- Selected excerpt:
-----

By Tracy Lee
Special to the Sun
I received the first call late last night and was therefore at the hospital when I ran into an acquaintance of mine. As we spoke, she told me that her father had recently died. She began to cry and I offered to send over a set of my grief books (Mourning Light I, II, & III) to her office the following morning. I wrote her a sympathy card and delivered the books about 15 minutes ago. She had not yet arrived at her office, so I left the books and card with her secretary.
The following is the note I wrote in the sympathy card. I thought I would share it, in hopes that it might help others who mourn as well.
February will be the 2nd anniversary of my grandson’s death. It is said that “Death is Final”; that is untrue. The pain and loneliness remain in my soul, and it feels as though I held his lifeless body, yesterday, in my arms. That day broke me; it almost killed me. Had I not had the love and support of my husband and children, I don’t think my sanity would have remained with me. The pain continues to crush my soul with anguish.
There are 4 things that have helped me survive the debilitating pain of losing my grandson, and I wanted to share them with you in hopes that you might find peace in them as well.
Prayer was, and continues to be, my saving grace. Without the love and promise of Christ’s redeeming grace, peace would remain unobtainable.
Recounting my Experience
Sharing my story out loud made it real. It took away my fear. It gave me power over the chaos of pain.
As a certified grief counselor, knowing what to expect and whether it was normal or abnormal helped keep my worries at bay. The books that I have sent over are filled with information, plainly and simply written, to help you understand and identify the symptoms of grief, as well as recovery’s signs and secrets.
Writing down my anguishes, thoughts, pains, worries, and fears helped me to let them go. I was able to organize myself, and it gave me hope for my future.

-----

- Questions on the material:
1 – Update the grief column: rewrite everything from "February will be" down to "them as well.", putting "heart" in place of "soul".
2 – Answer these questions from the grief column:
(a) What set of books did the writer offer to send over?
(b) With whom did the writer leave the books and card?
(c) Which anniversary will February mark?

- Given material:
-----

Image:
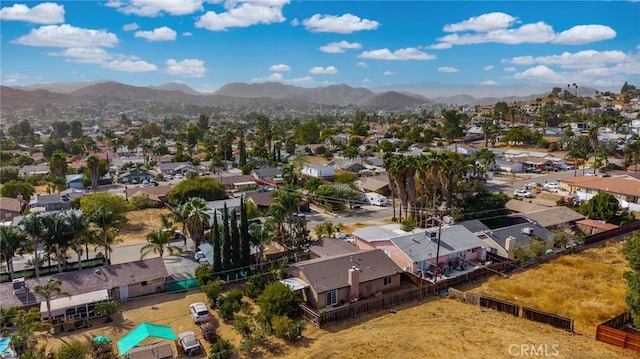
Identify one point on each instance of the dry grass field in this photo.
(587, 287)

-----

- Answers to the exercises:
1 –
February will be the 2nd anniversary of my grandson’s death. It is said that “Death is Final”; that is untrue. The pain and loneliness remain in my heart, and it feels as though I held his lifeless body, yesterday, in my arms. That day broke me; it almost killed me. Had I not had the love and support of my husband and children, I don’t think my sanity would have remained with me. The pain continues to crush my heart with anguish.
There are 4 things that have helped me survive the debilitating pain of losing my grandson, and I wanted to share them with you in hopes that you might find peace in them as well.

2 –
(a) The grief books Mourning Light I, II, & III.
(b) Her acquaintance's secretary.
(c) The 2nd anniversary of the writer's grandson's death.